[Entries taken from a collection]
## Start

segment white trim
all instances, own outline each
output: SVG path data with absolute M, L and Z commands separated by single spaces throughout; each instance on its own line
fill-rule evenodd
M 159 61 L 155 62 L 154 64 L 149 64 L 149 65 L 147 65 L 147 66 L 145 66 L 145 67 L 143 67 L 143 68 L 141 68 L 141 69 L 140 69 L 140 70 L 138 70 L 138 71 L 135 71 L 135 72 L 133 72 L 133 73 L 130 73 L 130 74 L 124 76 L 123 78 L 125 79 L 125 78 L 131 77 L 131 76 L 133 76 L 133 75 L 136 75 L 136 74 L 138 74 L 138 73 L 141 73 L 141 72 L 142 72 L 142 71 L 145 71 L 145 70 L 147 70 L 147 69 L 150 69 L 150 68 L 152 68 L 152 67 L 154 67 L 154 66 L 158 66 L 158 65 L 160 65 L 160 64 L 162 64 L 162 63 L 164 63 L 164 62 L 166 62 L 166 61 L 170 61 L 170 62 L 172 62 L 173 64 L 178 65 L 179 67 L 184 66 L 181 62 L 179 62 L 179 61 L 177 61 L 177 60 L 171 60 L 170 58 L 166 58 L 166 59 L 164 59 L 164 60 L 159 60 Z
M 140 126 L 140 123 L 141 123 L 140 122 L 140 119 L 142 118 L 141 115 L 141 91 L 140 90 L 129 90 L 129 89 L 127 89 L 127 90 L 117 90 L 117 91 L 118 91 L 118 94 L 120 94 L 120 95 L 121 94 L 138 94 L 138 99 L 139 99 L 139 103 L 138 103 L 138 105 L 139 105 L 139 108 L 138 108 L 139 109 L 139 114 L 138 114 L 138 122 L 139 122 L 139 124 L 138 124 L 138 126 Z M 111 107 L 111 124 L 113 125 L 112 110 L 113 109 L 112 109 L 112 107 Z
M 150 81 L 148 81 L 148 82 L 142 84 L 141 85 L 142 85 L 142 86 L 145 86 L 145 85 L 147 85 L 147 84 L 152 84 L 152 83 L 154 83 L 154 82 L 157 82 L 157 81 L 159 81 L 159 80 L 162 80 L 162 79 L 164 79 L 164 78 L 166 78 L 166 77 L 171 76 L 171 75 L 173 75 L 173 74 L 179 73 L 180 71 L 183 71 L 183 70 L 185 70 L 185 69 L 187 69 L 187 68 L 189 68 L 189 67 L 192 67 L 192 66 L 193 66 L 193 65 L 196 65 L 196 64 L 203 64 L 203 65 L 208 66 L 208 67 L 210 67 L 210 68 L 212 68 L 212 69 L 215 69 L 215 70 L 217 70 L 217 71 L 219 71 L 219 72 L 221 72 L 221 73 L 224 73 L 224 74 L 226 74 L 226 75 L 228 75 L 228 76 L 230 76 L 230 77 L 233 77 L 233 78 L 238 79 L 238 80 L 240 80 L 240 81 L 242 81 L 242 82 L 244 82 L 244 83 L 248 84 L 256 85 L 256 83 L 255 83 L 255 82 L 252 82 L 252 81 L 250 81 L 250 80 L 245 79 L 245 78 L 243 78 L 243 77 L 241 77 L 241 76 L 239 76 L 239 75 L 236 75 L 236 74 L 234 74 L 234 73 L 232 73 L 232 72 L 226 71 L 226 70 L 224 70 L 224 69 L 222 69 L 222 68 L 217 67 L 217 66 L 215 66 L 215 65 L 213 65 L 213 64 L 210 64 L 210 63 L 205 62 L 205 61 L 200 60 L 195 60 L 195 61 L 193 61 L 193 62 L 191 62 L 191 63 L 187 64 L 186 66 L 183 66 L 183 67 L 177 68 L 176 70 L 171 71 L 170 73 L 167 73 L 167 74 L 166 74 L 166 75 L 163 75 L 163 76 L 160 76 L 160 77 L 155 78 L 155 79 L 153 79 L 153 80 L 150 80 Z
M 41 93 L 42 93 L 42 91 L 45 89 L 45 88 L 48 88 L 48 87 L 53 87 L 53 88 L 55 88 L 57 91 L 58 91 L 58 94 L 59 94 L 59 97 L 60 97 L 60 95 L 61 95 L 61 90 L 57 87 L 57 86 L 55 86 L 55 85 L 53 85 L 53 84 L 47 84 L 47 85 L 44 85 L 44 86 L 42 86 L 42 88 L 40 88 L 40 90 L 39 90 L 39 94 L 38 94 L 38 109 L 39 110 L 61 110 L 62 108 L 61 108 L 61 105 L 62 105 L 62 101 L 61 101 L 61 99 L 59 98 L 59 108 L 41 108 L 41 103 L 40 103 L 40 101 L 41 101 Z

## End

EXERCISE PROMPT: Locate every line above that contains the word "each" and copy those lines.

RESULT FOR THIS TASK:
all instances, own outline each
output: SVG path data with absolute M, L and Z commands separated by single spaces throughout; each instance on its own line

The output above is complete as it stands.